__Task list__.
1 - From the film reviews, output the passage starting with "Of its quartet" and going on through "of self discovery.", copied word for word.
2 - Translate this sentence from the film reviews into Spanish: "The race is divided in three stages with some additional sinister obstacle being introduced in the second and third stages."
Text shown below:
For besides trying to predict and avoid what the driver behind will do next, the drivers must also deal with booby traps that are activated suddenly to turn a car into a wreck of twisted burning metal.
There are several shaky scenes which, admittedly, may temporarily interfere with the visibility, but which replicate the cars’ movements during some of the tougher passages.
The editing must have been a complex and complicated process because it’s extremely fast and many shots don’t last longer than the brief time required for them to register, at which point the editor cuts to something else without losing the continuity.
The race is divided in three stages with some additional sinister obstacle being introduced in the second and third stages. The ending is unexpected but it’s too abrupt to satisfy and the coda raises more questions than it provides answers.
But Death Race doesn’t set out to do anything other than to provide furiously fast, violent, spectacular visceral thrills and amazing stunts. And it delivers that in spades.
George Cuckor’s 1939 film has been updated and turned into the silly, prejudiced and hysterical kind of feminist propaganda. The original was, in turn, based on a play and it certainly shows because of the voluminous amount of dialogue.
Unfortunately it’s mostly trivial dialogue and the film’s scrap of plot isn’t dealt with before a boring waste of about two thirds of its very overlong one hour and 54 minutes.
Of its quartet of female friends, Sylvia Fowler (Annette Bening) is the dominating editor of a women’s magazine, Edie Coen (Debra Messing) is married and keeps having one baby after another and Alex Fisher (Jada Pinkett Smith) is a writer and a lesbian.
Mary (Meg Ryan) is the last to find out that her husband, Steven, is having an affair with a perfume girl, Crystal Allen (Eva Mendes), at Saks.
The characters are shallow, vain and unlikeable except for Mary but in her only bad performance to date, Ryan tries so hard to make Mary sweet and sympathetic that her obviously laboured performance defeats her until she begins her journey of self discovery.
Bening gives a detailed characterisation but for most of the film, her character is a major annoyance. Coen and Pinkett Smith don’t have characters to play; they’re the pawns of the screenwriter’s brand of gender politics.
End of Text shown.
Information provided below:
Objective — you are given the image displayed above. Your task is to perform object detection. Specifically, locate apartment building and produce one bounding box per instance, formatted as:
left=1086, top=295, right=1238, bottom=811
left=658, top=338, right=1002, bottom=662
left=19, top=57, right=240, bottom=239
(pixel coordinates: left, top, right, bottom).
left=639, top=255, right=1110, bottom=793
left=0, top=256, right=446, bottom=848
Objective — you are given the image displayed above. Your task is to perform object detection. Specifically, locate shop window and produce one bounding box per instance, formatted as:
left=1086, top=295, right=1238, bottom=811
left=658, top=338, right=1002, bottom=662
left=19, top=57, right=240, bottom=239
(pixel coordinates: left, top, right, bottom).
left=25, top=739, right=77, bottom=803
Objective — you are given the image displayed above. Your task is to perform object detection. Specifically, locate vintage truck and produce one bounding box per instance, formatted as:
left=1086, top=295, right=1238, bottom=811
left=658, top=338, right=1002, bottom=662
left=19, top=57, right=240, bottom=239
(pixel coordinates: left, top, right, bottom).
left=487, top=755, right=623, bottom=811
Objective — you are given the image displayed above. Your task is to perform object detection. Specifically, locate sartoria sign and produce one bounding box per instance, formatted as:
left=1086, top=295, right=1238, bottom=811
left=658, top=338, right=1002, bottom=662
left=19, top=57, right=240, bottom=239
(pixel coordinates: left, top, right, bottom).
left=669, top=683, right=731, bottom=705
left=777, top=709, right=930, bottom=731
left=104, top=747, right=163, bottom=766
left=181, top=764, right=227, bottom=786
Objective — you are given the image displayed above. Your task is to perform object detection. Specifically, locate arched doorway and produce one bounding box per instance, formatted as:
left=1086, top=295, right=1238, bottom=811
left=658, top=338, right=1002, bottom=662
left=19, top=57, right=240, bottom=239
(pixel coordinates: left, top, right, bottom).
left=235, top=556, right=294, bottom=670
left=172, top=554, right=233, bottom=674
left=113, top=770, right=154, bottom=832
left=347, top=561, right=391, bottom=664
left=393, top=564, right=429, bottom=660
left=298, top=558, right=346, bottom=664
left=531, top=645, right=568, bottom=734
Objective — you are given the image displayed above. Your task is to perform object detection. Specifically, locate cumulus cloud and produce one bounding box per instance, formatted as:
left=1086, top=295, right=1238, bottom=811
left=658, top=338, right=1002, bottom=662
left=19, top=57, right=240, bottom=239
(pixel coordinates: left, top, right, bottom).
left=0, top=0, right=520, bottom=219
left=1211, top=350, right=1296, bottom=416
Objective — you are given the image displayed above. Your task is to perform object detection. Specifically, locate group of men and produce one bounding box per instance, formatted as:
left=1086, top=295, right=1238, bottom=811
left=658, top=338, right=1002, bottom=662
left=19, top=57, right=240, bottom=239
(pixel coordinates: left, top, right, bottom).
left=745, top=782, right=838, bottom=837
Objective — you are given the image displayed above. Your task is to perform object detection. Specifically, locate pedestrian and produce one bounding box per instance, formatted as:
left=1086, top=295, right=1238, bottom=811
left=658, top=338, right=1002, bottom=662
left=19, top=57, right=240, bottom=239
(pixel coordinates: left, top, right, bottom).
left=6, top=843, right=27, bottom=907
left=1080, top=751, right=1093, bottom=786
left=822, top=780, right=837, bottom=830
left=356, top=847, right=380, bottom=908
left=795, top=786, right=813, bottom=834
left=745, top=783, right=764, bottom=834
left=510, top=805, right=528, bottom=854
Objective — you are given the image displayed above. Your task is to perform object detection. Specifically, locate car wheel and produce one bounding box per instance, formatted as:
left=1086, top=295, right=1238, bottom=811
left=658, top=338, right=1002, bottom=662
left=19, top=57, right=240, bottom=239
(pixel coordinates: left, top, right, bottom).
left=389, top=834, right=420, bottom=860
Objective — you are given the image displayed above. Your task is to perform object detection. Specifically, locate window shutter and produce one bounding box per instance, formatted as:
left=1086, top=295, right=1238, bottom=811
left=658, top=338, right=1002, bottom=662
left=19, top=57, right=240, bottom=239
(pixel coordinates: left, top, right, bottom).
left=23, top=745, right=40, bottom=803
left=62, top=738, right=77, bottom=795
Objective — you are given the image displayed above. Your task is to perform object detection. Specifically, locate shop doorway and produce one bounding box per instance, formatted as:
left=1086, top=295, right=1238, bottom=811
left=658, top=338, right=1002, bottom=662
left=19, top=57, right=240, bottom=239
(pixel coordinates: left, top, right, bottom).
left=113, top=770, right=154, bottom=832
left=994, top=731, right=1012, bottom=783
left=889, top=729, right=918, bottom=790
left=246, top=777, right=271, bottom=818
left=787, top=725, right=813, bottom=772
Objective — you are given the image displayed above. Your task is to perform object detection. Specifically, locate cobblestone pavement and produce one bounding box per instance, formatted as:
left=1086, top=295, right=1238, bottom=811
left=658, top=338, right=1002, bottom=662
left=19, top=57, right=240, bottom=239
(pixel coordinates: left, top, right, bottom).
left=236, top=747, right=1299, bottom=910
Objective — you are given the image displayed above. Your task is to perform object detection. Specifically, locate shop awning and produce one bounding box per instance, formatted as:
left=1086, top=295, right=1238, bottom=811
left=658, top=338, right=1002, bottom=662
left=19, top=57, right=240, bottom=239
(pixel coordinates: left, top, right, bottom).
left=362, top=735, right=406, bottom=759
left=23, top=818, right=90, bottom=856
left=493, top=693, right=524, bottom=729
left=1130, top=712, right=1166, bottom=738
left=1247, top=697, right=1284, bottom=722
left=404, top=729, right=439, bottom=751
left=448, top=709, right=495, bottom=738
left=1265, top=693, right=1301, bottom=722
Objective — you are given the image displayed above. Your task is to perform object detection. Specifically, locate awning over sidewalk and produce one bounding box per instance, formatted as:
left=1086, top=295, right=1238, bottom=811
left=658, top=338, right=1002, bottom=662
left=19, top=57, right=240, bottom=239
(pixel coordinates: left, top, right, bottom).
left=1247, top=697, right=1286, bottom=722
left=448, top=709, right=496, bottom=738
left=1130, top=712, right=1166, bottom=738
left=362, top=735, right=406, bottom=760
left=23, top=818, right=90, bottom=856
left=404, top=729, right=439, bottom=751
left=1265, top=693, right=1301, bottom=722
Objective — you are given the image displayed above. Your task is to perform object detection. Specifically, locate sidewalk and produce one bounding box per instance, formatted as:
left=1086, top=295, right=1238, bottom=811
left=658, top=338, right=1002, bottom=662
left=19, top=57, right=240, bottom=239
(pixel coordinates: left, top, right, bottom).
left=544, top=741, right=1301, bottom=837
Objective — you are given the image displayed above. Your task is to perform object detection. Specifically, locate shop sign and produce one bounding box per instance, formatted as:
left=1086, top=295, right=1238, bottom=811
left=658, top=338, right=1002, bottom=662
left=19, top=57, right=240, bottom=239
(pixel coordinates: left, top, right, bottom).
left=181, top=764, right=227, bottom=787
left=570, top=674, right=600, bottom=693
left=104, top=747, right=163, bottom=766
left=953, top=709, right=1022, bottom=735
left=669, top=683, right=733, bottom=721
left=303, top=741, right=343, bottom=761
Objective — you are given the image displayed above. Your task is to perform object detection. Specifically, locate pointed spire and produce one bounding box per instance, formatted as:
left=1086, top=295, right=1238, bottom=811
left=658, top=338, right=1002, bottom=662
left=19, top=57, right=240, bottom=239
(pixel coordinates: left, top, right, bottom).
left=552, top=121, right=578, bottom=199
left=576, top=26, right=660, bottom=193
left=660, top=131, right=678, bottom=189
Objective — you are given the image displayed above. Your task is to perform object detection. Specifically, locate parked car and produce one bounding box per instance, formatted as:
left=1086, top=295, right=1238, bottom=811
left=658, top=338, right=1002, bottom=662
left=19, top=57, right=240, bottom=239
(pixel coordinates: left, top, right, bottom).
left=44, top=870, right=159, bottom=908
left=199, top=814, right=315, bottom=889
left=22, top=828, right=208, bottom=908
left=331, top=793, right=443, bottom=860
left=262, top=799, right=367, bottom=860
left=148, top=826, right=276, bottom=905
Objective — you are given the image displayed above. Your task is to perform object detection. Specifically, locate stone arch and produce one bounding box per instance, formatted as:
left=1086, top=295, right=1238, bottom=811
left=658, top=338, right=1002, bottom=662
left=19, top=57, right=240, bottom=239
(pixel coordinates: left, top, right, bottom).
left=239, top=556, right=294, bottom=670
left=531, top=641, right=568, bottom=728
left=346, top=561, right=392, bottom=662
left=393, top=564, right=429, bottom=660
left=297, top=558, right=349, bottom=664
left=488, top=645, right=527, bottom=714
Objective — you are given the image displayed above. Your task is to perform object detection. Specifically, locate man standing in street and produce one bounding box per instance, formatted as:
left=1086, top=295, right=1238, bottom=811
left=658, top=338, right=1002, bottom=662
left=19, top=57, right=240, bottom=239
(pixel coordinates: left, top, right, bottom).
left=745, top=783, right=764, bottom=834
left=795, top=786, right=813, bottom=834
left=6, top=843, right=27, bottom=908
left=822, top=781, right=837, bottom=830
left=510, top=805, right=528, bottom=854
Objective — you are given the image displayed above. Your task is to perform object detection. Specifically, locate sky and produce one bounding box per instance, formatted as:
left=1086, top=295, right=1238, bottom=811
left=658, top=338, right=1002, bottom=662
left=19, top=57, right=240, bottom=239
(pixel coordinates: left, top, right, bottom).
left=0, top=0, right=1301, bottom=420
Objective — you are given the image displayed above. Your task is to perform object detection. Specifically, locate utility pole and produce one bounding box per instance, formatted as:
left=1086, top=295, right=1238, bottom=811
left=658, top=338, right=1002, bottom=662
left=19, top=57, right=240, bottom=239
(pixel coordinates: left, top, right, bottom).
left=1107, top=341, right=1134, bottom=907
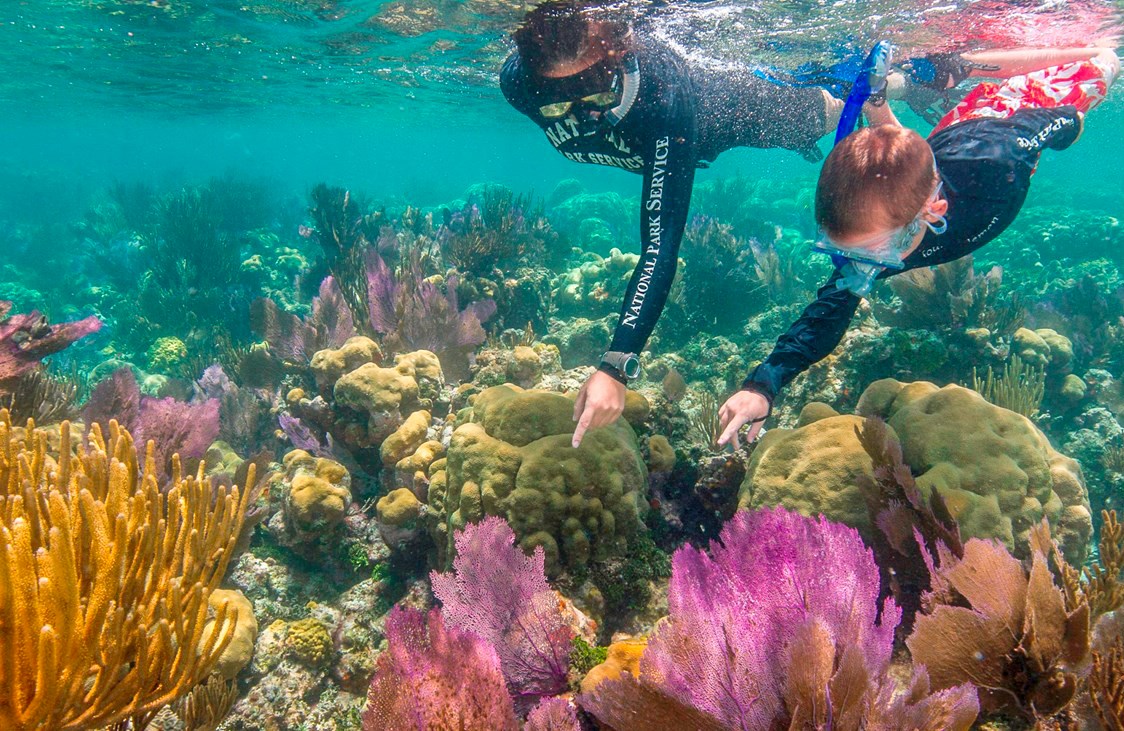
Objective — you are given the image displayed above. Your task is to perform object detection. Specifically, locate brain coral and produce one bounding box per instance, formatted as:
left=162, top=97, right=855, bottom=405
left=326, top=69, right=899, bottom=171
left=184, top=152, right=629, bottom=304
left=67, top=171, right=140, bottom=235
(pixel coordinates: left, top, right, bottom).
left=428, top=385, right=647, bottom=572
left=740, top=379, right=1093, bottom=562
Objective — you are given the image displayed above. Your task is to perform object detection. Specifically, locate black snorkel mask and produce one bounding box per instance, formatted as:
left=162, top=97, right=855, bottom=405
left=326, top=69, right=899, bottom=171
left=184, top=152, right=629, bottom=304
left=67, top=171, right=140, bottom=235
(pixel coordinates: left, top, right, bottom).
left=534, top=53, right=640, bottom=137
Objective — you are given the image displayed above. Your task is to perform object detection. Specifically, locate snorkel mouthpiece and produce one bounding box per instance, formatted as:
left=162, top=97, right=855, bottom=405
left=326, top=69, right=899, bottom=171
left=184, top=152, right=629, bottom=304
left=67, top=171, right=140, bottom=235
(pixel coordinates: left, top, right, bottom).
left=605, top=53, right=640, bottom=127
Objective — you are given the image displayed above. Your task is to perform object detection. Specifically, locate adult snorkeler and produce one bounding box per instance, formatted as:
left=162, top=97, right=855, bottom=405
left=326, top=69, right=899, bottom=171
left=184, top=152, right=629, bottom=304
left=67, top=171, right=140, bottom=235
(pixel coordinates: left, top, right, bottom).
left=718, top=47, right=1120, bottom=449
left=500, top=0, right=843, bottom=446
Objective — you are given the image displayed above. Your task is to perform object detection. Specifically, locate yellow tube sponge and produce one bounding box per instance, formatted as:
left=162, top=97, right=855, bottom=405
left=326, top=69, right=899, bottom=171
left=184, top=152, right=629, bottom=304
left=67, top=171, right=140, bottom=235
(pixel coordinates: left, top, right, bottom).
left=199, top=589, right=257, bottom=680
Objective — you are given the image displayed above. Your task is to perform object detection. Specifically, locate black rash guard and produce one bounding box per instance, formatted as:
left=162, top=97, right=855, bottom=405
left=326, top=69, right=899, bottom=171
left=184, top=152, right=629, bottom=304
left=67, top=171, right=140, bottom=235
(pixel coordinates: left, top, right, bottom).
left=742, top=106, right=1080, bottom=403
left=500, top=37, right=824, bottom=376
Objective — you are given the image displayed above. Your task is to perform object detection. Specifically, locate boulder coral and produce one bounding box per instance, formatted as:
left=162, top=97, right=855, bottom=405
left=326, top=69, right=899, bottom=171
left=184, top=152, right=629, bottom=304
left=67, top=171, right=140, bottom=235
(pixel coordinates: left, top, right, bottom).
left=738, top=379, right=1093, bottom=563
left=428, top=385, right=647, bottom=574
left=308, top=335, right=382, bottom=391
left=199, top=589, right=257, bottom=680
left=271, top=450, right=352, bottom=543
left=1012, top=327, right=1073, bottom=376
left=333, top=351, right=444, bottom=445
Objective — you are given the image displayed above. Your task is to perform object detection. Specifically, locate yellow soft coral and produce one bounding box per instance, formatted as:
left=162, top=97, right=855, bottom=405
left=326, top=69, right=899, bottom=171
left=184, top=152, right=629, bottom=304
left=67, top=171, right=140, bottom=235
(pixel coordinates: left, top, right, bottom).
left=0, top=410, right=254, bottom=731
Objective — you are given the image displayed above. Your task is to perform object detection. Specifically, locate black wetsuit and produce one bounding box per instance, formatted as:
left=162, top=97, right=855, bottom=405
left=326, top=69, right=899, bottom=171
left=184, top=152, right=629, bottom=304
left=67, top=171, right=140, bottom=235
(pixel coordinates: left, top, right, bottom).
left=500, top=37, right=824, bottom=378
left=742, top=106, right=1080, bottom=403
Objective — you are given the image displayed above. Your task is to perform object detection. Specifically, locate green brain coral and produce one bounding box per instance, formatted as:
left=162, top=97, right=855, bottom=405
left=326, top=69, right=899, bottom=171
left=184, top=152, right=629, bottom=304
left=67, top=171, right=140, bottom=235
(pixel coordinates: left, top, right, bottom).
left=428, top=385, right=647, bottom=572
left=740, top=379, right=1093, bottom=563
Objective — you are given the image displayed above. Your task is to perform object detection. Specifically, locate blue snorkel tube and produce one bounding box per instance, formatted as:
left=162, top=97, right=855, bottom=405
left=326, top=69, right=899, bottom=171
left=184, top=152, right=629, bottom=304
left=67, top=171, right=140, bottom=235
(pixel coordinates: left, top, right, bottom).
left=834, top=40, right=894, bottom=145
left=831, top=40, right=894, bottom=297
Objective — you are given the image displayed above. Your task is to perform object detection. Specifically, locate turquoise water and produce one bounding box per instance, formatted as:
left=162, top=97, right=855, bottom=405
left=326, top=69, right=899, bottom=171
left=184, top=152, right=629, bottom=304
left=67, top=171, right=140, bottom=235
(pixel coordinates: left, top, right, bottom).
left=0, top=0, right=1124, bottom=731
left=0, top=0, right=1121, bottom=219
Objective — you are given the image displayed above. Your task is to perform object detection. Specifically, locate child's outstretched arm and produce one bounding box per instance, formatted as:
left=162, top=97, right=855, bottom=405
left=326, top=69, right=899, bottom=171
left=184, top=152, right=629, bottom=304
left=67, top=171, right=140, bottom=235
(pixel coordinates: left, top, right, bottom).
left=960, top=46, right=1120, bottom=79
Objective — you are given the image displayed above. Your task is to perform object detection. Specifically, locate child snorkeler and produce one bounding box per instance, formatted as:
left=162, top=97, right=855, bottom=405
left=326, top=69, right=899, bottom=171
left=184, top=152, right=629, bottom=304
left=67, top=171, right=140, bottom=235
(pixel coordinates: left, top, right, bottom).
left=718, top=47, right=1120, bottom=449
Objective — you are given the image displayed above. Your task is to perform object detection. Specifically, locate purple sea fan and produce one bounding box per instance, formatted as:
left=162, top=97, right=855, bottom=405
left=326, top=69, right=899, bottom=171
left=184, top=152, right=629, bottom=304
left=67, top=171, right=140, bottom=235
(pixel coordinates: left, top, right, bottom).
left=523, top=697, right=581, bottom=731
left=250, top=277, right=355, bottom=366
left=363, top=607, right=518, bottom=731
left=82, top=368, right=141, bottom=434
left=366, top=250, right=496, bottom=373
left=133, top=396, right=219, bottom=477
left=0, top=300, right=101, bottom=382
left=429, top=516, right=573, bottom=712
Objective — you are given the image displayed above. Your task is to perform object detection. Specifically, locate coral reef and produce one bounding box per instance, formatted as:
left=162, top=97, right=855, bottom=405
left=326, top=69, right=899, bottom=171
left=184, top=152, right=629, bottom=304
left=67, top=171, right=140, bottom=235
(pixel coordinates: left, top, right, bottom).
left=740, top=379, right=1093, bottom=563
left=269, top=450, right=352, bottom=549
left=907, top=523, right=1089, bottom=720
left=427, top=385, right=647, bottom=574
left=430, top=516, right=573, bottom=711
left=0, top=300, right=101, bottom=384
left=580, top=508, right=978, bottom=731
left=363, top=608, right=518, bottom=731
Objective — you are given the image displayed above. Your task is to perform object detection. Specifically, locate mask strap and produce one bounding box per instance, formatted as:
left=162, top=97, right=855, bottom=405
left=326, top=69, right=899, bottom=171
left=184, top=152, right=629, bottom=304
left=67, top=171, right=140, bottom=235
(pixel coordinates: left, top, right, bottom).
End of Information provided.
__Exercise answers__.
1 -
Of its quartet of female friends, Sylvia Fowler (Annette Bening) is the dominating editor of a women’s magazine, Edie Coen (Debra Messing) is married and keeps having one baby after another and Alex Fisher (Jada Pinkett Smith) is a writer and a lesbian.
Mary (Meg Ryan) is the last to find out that her husband, Steven, is having an affair with a perfume girl, Crystal Allen (Eva Mendes), at Saks.
The characters are shallow, vain and unlikeable except for Mary but in her only bad performance to date, Ryan tries so hard to make Mary sweet and sympathetic that her obviously laboured performance defeats her until she begins her journey of self discovery.

2 - La carrera se divide en tres etapas, y en la segunda y la tercera se introduce algún obstáculo siniestro adicional.